» **Provided text**:
———
Re: Circular inverse function of the hyperbola

From: N:dlzc D:aol T:com \(dlzc\) (net_at_nospam.com)
Date: 03/27/05 

Date: Sun, 27 Mar 2005 08:55:36 -0700

Dear Tom Capizzi:

"Tom Capizzi" <etianshrdlu@verizon.net> wrote in message
news:Nwz1e.19352$jt6.17502@trndny07...
>
> "N:dlzc D:aol T:com (dlzc)" <N: dlzc1 D:cox T:net@nospam.com>
> wrote in message news:q4i1e.6263$Mt5.4379@fed1read01...
>> Dear DavidBowman:
>>
>> "DavidBowman" <dt041054@yahoo.com> wrote in message
>> news:1111861567.202679.49900@l41g2000cwc.googlegroups.com...
>>>> simply resolve it into sin(x)/cos(x), and realize that
>>>> cos goes from very slightly positive, through zero, to
>>>> very slightly negative.
>>>
>>> yeah, but what i'm trying to figure out is whether + oo
>>> and -oo can be in the same place. and i think the
>>> TAN fn shows us that they can be.
>>
>> The COS fn shows that they are. But only for that one
>> relation.
———
» **Directive A**:
Echo back the newsgroup post above word for word, in full.
———
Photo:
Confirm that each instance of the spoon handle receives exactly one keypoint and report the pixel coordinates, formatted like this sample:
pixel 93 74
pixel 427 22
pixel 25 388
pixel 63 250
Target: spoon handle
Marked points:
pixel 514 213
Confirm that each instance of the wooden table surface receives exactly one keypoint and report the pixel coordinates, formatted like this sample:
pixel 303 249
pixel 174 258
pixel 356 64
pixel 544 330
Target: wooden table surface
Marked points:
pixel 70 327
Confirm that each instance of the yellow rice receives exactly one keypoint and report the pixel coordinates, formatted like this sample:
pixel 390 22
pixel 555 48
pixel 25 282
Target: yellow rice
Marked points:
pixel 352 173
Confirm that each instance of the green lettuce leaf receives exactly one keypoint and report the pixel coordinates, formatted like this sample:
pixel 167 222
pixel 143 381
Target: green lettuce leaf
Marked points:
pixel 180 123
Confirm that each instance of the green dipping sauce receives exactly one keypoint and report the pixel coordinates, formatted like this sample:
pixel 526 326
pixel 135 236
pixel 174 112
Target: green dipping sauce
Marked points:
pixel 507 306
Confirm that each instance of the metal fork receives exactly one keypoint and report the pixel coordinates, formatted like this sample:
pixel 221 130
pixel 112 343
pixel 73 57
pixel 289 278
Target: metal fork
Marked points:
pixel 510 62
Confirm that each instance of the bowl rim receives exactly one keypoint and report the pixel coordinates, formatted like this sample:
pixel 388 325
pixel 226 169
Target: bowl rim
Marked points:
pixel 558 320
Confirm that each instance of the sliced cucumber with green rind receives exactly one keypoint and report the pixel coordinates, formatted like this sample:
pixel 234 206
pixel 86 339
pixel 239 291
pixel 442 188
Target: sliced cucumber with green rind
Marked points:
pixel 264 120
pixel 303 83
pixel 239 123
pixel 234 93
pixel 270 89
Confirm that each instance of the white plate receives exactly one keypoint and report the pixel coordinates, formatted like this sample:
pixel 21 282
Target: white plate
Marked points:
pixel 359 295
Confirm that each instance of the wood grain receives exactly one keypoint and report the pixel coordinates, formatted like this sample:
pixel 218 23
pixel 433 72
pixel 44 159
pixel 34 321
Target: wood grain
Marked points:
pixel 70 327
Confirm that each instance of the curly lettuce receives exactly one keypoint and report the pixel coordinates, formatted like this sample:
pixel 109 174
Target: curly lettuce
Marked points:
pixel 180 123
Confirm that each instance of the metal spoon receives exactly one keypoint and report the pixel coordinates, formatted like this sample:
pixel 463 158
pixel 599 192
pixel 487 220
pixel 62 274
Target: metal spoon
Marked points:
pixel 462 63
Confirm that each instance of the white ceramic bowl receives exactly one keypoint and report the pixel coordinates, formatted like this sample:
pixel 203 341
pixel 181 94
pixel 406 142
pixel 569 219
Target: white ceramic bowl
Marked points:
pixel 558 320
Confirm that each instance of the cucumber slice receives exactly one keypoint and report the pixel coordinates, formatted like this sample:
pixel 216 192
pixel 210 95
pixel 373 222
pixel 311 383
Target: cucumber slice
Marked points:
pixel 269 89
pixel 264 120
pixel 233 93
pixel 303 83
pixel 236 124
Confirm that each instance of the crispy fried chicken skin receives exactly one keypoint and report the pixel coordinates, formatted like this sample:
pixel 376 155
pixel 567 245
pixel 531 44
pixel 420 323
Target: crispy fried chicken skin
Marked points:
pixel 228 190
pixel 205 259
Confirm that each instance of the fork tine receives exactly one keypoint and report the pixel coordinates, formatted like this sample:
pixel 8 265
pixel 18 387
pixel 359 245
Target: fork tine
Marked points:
———
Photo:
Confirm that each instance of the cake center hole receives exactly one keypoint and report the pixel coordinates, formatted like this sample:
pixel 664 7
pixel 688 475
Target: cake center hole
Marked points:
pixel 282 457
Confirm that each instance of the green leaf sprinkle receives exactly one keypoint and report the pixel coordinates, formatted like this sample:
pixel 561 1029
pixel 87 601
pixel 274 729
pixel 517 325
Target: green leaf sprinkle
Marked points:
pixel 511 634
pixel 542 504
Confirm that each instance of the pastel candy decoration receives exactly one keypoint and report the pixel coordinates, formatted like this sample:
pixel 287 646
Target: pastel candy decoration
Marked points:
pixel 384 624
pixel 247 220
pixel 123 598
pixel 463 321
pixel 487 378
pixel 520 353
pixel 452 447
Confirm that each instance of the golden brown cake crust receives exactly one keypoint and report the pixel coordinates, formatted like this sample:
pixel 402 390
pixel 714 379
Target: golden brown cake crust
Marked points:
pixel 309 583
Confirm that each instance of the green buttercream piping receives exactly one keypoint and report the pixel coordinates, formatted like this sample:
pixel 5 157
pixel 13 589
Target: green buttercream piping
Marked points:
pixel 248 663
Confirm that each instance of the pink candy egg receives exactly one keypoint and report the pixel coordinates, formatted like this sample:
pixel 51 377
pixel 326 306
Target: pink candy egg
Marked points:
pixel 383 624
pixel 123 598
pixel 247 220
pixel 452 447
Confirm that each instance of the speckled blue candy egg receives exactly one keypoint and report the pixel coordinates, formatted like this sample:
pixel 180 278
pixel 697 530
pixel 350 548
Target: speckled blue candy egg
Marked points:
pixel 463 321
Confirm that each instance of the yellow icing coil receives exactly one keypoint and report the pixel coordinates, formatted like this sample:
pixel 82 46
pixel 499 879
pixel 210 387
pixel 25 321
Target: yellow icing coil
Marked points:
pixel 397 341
———
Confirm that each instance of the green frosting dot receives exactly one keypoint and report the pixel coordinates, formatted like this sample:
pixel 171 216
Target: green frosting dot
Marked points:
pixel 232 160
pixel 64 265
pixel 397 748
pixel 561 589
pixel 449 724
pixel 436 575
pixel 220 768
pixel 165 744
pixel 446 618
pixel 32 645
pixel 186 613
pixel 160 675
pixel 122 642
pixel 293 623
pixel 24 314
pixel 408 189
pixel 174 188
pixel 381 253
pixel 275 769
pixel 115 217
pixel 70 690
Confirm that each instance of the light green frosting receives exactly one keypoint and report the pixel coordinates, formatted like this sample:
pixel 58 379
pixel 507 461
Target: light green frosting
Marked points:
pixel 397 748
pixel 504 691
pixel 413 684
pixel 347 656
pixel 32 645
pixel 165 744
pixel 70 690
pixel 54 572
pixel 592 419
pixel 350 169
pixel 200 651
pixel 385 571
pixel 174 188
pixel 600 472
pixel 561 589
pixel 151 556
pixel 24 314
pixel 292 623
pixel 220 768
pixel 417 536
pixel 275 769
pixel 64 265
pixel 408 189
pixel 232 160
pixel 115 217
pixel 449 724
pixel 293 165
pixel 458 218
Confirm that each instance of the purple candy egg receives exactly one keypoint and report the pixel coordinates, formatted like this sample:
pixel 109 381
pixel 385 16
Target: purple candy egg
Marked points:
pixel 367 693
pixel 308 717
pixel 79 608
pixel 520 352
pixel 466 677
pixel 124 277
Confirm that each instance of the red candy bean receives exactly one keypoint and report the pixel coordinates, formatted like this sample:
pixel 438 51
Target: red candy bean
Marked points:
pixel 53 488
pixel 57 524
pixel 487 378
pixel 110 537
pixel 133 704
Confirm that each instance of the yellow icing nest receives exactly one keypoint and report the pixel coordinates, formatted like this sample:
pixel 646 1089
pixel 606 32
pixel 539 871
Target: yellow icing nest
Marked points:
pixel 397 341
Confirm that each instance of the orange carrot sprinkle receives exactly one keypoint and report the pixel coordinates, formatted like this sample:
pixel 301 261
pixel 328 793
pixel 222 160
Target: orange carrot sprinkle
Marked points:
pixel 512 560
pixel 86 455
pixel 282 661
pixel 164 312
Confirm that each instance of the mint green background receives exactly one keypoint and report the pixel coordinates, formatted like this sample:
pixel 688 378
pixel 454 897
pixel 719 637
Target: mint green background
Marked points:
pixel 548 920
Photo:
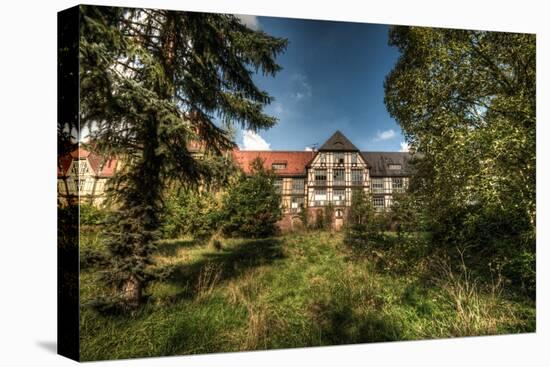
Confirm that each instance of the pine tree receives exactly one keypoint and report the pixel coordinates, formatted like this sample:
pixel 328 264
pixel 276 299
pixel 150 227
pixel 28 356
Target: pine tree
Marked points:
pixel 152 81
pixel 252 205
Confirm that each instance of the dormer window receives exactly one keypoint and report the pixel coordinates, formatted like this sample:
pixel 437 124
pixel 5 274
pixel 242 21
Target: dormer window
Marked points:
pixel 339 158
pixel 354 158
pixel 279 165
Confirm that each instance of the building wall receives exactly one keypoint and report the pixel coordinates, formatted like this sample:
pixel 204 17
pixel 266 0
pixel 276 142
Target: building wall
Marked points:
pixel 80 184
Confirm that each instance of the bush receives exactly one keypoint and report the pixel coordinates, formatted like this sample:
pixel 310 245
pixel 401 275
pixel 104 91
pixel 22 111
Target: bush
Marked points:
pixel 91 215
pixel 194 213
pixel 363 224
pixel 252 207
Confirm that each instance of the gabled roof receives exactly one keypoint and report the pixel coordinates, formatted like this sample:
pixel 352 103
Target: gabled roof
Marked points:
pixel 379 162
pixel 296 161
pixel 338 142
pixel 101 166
———
» **Directive B**:
In the rows, take the lines starting at the one that contains "Confirm that each instance of the mint" and ending at the one that contains "pixel 548 920", and render them as a JSON list of strings, one string per line, with blank lines left out.

» **Full response A**:
Re: Circular inverse function of the hyperbola

From: N:dlzc D:aol T:com \(dlzc\) (net_at_nospam.com)
Date: 03/27/05 

Date: Sun, 27 Mar 2005 08:55:36 -0700

Dear Tom Capizzi:

"Tom Capizzi" <etianshrdlu@verizon.net> wrote in message
news:Nwz1e.19352$jt6.17502@trndny07...
>
> "N:dlzc D:aol T:com (dlzc)" <N: dlzc1 D:cox T:net@nospam.com>
> wrote in message news:q4i1e.6263$Mt5.4379@fed1read01...
>> Dear DavidBowman:
>>
>> "DavidBowman" <dt041054@yahoo.com> wrote in message
>> news:1111861567.202679.49900@l41g2000cwc.googlegroups.com...
>>>> simply resolve it into sin(x)/cos(x), and realize that
>>>> cos goes from very slightly positive, through zero, to
>>>> very slightly negative.
>>>
>>> yeah, but what i'm trying to figure out is whether + oo
>>> and -oo can be in the same place. and i think the
>>> TAN fn shows us that they can be.
>>
>> The COS fn shows that they are. But only for that one
>> relation.

» **Full response B**:
[
  "Confirm that each instance of the mint green background receives exactly one keypoint and report the pixel coordinates, formatted like this sample:",
  "pixel 688 378",
  "pixel 454 897",
  "pixel 719 637",
  "Target: mint green background",
  "Marked points:",
  "pixel 548 920"
]